(Dataset items)
++++++++

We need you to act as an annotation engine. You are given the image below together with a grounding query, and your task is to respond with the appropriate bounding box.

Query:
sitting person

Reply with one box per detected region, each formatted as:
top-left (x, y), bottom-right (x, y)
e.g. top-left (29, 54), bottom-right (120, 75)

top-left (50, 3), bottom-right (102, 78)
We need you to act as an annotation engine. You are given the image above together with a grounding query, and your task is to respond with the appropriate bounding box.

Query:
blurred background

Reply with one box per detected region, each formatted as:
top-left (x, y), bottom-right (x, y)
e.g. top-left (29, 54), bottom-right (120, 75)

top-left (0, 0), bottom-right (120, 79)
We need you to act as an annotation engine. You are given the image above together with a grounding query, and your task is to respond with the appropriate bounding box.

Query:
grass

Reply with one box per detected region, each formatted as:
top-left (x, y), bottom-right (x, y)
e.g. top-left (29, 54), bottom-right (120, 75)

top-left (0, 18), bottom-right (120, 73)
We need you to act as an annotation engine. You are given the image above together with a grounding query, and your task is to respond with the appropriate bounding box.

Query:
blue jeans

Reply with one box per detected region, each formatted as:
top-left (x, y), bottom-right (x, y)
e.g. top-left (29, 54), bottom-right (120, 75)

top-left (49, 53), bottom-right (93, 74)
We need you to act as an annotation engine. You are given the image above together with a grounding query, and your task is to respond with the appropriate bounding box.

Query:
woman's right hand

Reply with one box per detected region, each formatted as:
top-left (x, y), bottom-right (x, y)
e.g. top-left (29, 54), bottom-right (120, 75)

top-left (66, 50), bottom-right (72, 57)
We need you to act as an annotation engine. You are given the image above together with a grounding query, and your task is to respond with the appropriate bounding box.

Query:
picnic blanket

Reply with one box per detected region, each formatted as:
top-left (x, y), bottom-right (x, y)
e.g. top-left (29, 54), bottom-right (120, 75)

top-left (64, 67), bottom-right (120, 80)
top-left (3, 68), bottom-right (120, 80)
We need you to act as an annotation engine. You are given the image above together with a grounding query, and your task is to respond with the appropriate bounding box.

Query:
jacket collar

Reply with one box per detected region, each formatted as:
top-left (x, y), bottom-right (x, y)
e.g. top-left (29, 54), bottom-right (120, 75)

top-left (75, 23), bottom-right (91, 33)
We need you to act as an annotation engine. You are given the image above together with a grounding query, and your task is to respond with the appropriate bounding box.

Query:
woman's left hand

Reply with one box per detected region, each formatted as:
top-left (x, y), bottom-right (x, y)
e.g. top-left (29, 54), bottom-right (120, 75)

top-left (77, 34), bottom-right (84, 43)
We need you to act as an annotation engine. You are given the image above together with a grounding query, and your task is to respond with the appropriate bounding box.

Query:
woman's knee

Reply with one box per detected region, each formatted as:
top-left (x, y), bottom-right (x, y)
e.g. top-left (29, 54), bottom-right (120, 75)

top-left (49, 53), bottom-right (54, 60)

++++++++

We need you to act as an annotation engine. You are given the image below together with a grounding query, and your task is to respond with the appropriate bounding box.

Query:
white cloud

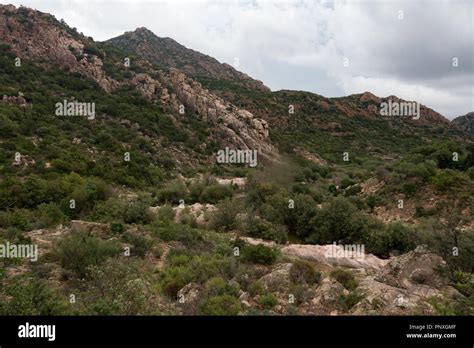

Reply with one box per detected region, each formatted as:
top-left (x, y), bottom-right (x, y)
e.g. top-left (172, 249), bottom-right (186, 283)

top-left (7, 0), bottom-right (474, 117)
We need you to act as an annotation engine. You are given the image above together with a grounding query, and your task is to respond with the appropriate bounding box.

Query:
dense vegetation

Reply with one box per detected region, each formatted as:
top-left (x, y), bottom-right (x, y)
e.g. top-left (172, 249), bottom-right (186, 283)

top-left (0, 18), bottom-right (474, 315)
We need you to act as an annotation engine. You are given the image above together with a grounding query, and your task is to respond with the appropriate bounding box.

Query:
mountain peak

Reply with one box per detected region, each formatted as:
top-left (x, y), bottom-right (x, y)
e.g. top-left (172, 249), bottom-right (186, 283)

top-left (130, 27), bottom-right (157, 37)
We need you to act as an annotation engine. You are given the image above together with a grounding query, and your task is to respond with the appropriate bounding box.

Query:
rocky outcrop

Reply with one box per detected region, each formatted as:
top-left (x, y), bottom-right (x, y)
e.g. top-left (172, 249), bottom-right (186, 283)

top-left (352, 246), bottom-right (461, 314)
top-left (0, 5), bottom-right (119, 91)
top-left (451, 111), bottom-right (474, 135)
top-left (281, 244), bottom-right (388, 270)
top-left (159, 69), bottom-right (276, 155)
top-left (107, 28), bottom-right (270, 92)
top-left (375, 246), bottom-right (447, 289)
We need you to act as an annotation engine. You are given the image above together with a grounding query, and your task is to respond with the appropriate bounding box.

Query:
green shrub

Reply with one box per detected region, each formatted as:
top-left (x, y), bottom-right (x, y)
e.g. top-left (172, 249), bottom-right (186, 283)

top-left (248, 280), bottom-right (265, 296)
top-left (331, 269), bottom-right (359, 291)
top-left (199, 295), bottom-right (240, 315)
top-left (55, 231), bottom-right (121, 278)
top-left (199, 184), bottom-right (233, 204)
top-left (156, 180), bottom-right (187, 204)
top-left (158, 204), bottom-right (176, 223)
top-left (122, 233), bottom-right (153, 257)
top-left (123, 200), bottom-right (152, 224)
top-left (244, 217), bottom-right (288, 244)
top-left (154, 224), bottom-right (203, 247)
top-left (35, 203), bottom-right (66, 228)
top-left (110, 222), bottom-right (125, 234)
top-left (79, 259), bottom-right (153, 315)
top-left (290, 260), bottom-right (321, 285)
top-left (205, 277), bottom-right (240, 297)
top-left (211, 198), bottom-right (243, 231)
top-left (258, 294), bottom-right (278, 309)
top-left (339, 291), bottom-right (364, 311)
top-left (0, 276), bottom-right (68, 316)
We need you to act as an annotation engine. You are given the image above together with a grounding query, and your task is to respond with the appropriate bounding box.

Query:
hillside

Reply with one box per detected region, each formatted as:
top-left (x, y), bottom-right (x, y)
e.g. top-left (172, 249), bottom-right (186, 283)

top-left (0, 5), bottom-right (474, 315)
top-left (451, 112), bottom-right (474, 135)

++++++++

### [WHAT YOU NEED TO DO]
Collect every line of the records above that contains the word "woman", matching case exactly.

### [RESULT FOR THIS EXERCISE]
woman's right hand
woman's left hand
woman's knee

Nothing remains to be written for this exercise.